__REQUIRED WORK__: Ignoring every picture, transcribe the data in full as it stands.

------ SOURCE INFORMATION ------

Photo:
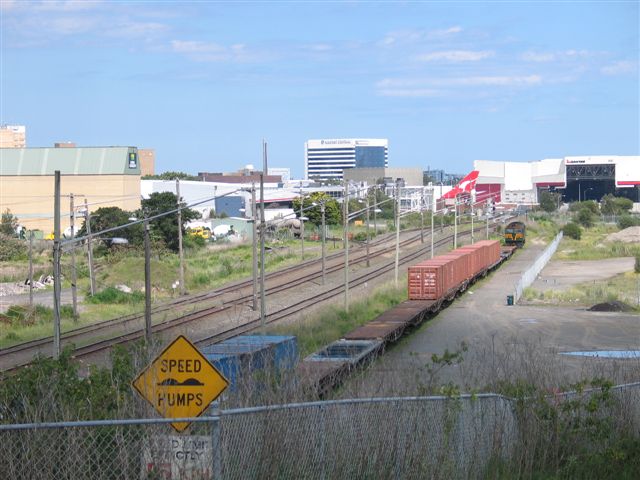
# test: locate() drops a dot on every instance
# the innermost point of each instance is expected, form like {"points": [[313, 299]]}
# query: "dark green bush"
{"points": [[626, 221], [572, 230], [585, 217], [12, 248], [113, 295]]}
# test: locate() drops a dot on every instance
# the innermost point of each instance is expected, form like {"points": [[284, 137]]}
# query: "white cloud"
{"points": [[456, 56], [445, 32], [214, 52], [410, 92], [501, 81], [619, 68], [408, 36], [431, 87], [541, 57]]}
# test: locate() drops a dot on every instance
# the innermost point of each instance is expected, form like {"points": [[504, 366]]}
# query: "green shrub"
{"points": [[572, 230], [584, 217], [12, 248], [113, 295], [626, 221]]}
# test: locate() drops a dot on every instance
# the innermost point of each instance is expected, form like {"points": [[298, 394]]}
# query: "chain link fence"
{"points": [[529, 275], [414, 437]]}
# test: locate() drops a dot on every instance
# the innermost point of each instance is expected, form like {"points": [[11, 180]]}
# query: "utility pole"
{"points": [[324, 240], [31, 268], [254, 214], [87, 222], [56, 267], [432, 213], [487, 221], [455, 222], [263, 232], [74, 274], [147, 283], [345, 210], [397, 262], [368, 239], [180, 252], [422, 216], [301, 224], [472, 233]]}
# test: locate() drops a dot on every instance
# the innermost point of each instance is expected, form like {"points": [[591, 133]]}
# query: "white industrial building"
{"points": [[576, 178]]}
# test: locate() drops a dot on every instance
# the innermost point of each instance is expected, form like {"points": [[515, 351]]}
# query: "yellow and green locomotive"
{"points": [[514, 234]]}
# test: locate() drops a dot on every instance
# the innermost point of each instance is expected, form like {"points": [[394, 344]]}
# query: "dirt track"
{"points": [[507, 341]]}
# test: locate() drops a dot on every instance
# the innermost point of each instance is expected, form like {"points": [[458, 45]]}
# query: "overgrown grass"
{"points": [[112, 295], [592, 246], [332, 323], [624, 288]]}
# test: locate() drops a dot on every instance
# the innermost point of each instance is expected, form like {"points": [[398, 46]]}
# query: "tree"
{"points": [[166, 226], [109, 217], [9, 224], [333, 210], [548, 201]]}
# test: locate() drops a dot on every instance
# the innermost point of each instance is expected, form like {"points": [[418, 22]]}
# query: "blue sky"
{"points": [[204, 82]]}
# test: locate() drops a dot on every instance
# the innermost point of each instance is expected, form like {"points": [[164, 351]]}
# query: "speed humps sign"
{"points": [[180, 382]]}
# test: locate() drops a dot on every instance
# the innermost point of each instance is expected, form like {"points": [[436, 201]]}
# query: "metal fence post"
{"points": [[216, 454]]}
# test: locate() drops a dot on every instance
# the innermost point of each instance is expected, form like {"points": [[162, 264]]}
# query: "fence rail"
{"points": [[529, 275], [409, 437]]}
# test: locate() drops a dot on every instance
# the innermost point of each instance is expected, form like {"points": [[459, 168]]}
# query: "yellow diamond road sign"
{"points": [[180, 382]]}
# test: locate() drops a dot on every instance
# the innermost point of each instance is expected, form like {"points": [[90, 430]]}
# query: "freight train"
{"points": [[515, 234], [442, 277]]}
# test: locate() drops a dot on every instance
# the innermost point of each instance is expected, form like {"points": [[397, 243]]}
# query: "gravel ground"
{"points": [[504, 342]]}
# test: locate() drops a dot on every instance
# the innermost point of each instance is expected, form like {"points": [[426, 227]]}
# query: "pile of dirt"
{"points": [[614, 306], [628, 235]]}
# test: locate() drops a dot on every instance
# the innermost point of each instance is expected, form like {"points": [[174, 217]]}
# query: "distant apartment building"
{"points": [[147, 157], [13, 136], [328, 158]]}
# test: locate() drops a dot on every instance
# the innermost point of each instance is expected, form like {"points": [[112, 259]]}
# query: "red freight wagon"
{"points": [[432, 279], [435, 278]]}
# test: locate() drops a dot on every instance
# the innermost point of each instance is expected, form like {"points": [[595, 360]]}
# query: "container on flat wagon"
{"points": [[431, 279], [283, 348], [492, 251], [475, 254]]}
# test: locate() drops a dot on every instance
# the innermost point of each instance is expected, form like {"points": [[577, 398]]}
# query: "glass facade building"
{"points": [[327, 159]]}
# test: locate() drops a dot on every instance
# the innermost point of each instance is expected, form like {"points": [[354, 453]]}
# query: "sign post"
{"points": [[180, 382]]}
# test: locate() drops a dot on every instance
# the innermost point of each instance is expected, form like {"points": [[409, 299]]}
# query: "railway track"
{"points": [[29, 349]]}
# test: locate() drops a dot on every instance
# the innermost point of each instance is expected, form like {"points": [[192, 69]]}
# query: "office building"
{"points": [[13, 136], [328, 158]]}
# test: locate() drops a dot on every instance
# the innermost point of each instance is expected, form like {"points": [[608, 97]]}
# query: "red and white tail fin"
{"points": [[465, 185]]}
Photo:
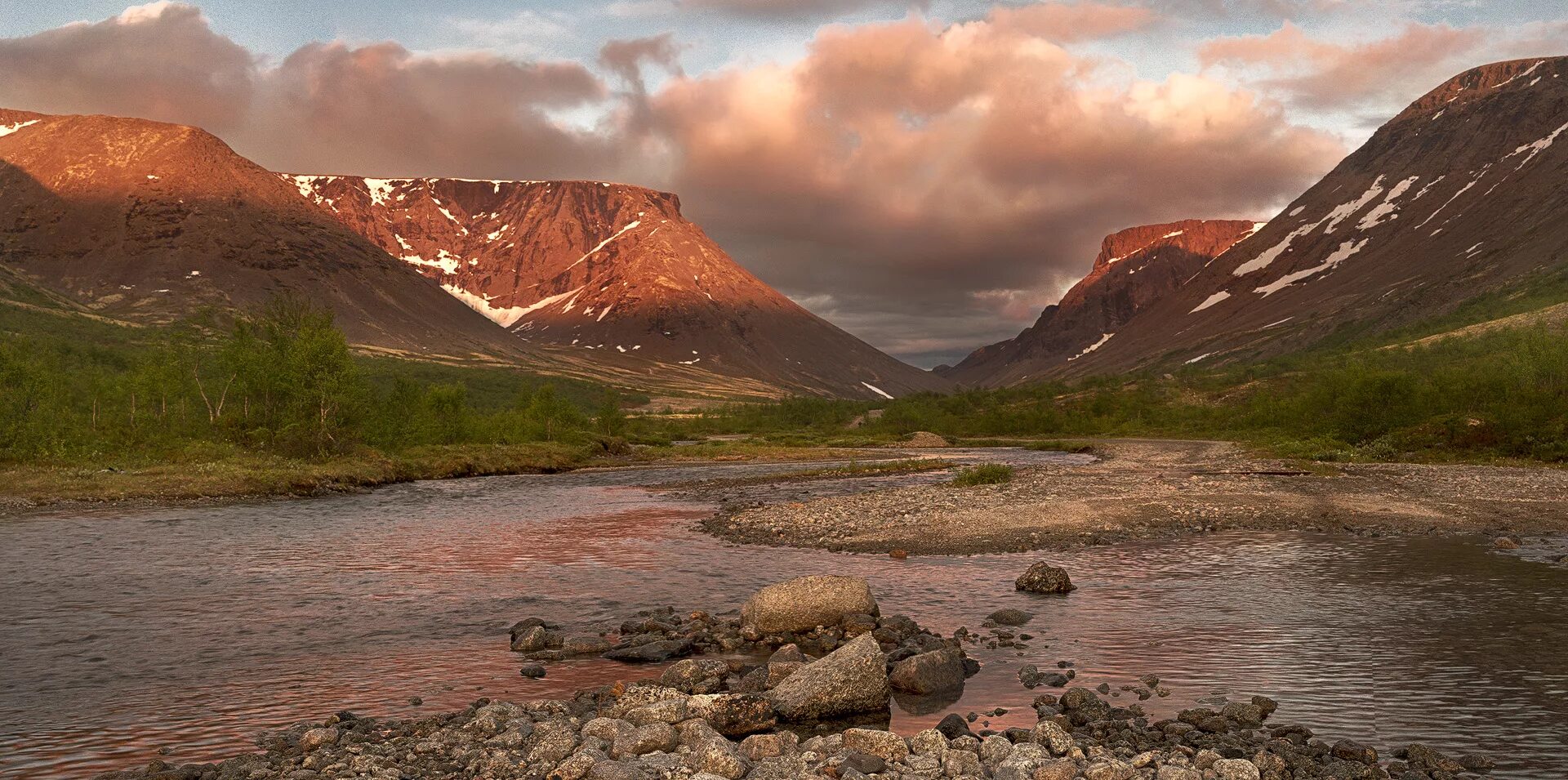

------

__RESULT OF THE TASK__:
Photo:
# test: locate() drops a dot on every instance
# the innermost point of each instance is expected, form like {"points": [[313, 299]]}
# query: "dark green bush"
{"points": [[626, 221], [572, 230], [585, 217], [12, 248], [113, 295]]}
# test: locate() drops a dot on every instance
# the innermost point of each instance is expected, form like {"points": [[284, 137]]}
# query: "white cloud"
{"points": [[456, 56], [445, 32], [214, 52], [410, 92], [501, 81], [619, 68], [408, 36], [431, 87], [541, 57]]}
# test: locate() drops a dot on every instance
# the innermost point of each instance is expected, form like {"points": [[504, 366]]}
# query: "green shrub"
{"points": [[572, 230], [584, 217], [12, 248], [113, 295], [626, 221]]}
# test: locate() drops a dot on every instance
# the innermost point of each instance is expected, form like {"points": [[298, 394]]}
# query: "chain link fence"
{"points": [[529, 275], [414, 437]]}
# test: locate() drops a dot on every instance
# the innermost point of each instance is expected, form like {"points": [[11, 180]]}
# query: "utility pole"
{"points": [[324, 240], [31, 268], [254, 214], [87, 222], [56, 267], [432, 213], [487, 221], [455, 222], [263, 232], [74, 274], [147, 283], [345, 210], [397, 262], [368, 239], [180, 252], [422, 216], [301, 224], [472, 233]]}
# test: locate() drops a dot on every instance
# the innermost point of each instance is expected, form like {"points": [[591, 133]]}
# query: "white industrial building"
{"points": [[576, 178]]}
# test: locate() drops a dot on every instance
# the innermost point of each instance is expected, form like {"points": [[515, 351]]}
# query: "yellow and green locomotive"
{"points": [[514, 234]]}
# test: locate() drops a dot on every instance
# the innermost point of each instance is expected, form like {"points": [[394, 344]]}
# query: "dirt track"
{"points": [[507, 341]]}
# test: locate() drops a dot on every instance
# the innermost point of each instance is expected, form like {"points": [[458, 45]]}
# query: "overgrown grass"
{"points": [[112, 295], [592, 246], [332, 323], [624, 288]]}
# test: locate() drops a dot on every instance
# the innermost point of each instance is expected, form like {"points": [[398, 46]]}
# query: "tree"
{"points": [[166, 226], [109, 217], [9, 224], [333, 210], [548, 201]]}
# test: locate() drops a dot on every instance
# the innermost point of each instance is expected, form like {"points": [[418, 22]]}
# query: "blue sky"
{"points": [[204, 82]]}
# test: locate() drops a dot on every instance
# the innermost point of each instance is expected, form like {"points": [[164, 351]]}
# query: "speed humps sign"
{"points": [[180, 382]]}
# test: locate() drops a dot on every instance
# the innermost point of each instance is expected, form like {"points": [[436, 201]]}
# query: "metal fence post"
{"points": [[216, 454]]}
# test: locate() drops a dot on every instance
# the innermost point of each instance is expected, form like {"points": [[162, 264]]}
# query: "fence rail"
{"points": [[529, 275], [409, 437]]}
# test: locate() drops a dot on every instance
# the innermost point of each instance is expected, form like {"points": [[459, 168]]}
# query: "yellow diamond road sign"
{"points": [[180, 382]]}
# test: locate() drops a dot on every instance
# the innermost point of each instance is expected, form like {"points": [[90, 430]]}
# query: "freight train"
{"points": [[515, 234], [442, 277]]}
# test: locate() drops a dot on every instance
# the innermost point of each instance is expected, form like {"points": [[397, 243]]}
# query: "gravel ground"
{"points": [[504, 342]]}
# test: locate() drops a dot on every instance
# the innermost point of each instance is expected, form like {"points": [[426, 227]]}
# query: "pile of dirt"
{"points": [[614, 306], [628, 235]]}
# test: locate() drops a dot on every instance
# the innermost point of each instance is expected, form like {"points": [[174, 217]]}
# query: "distant apartment building"
{"points": [[147, 157], [13, 136], [328, 158]]}
# test: locate() drops a dot on every instance
# the innermost point of each instance is expected, form like {"points": [[112, 259]]}
# query: "red freight wagon"
{"points": [[432, 279], [435, 278]]}
# test: locate() drops a dot on every instance
# the innermost point of each instance is expected, form like {"points": [[595, 360]]}
# query: "container on flat wagon"
{"points": [[431, 279], [283, 348], [492, 251], [475, 254]]}
# test: locate() drops a dot on every instance
# the innermost point of each instance is expected, form like {"points": [[577, 398]]}
# query: "glass facade building"
{"points": [[327, 159]]}
# test: locate() drops a dot on every instance
# the innermost point of each instance is expected, form like {"points": [[354, 453]]}
# query: "sign post"
{"points": [[180, 382]]}
# test: locate() drops a dot on every instance
# the innermost point of each instance is expected, form like {"points": [[409, 299]]}
# query: "railway track"
{"points": [[29, 349]]}
# test: locate() drops a dot on every instance
# the innermost point of each instance is expected, form like {"points": [[192, 69]]}
# query: "office building"
{"points": [[13, 136], [328, 158]]}
# test: locate() drops a dot on every instance
# the innermost point of each instance is expected, form like {"points": [[608, 97]]}
# query: "red and white tail fin"
{"points": [[465, 185]]}
Photo:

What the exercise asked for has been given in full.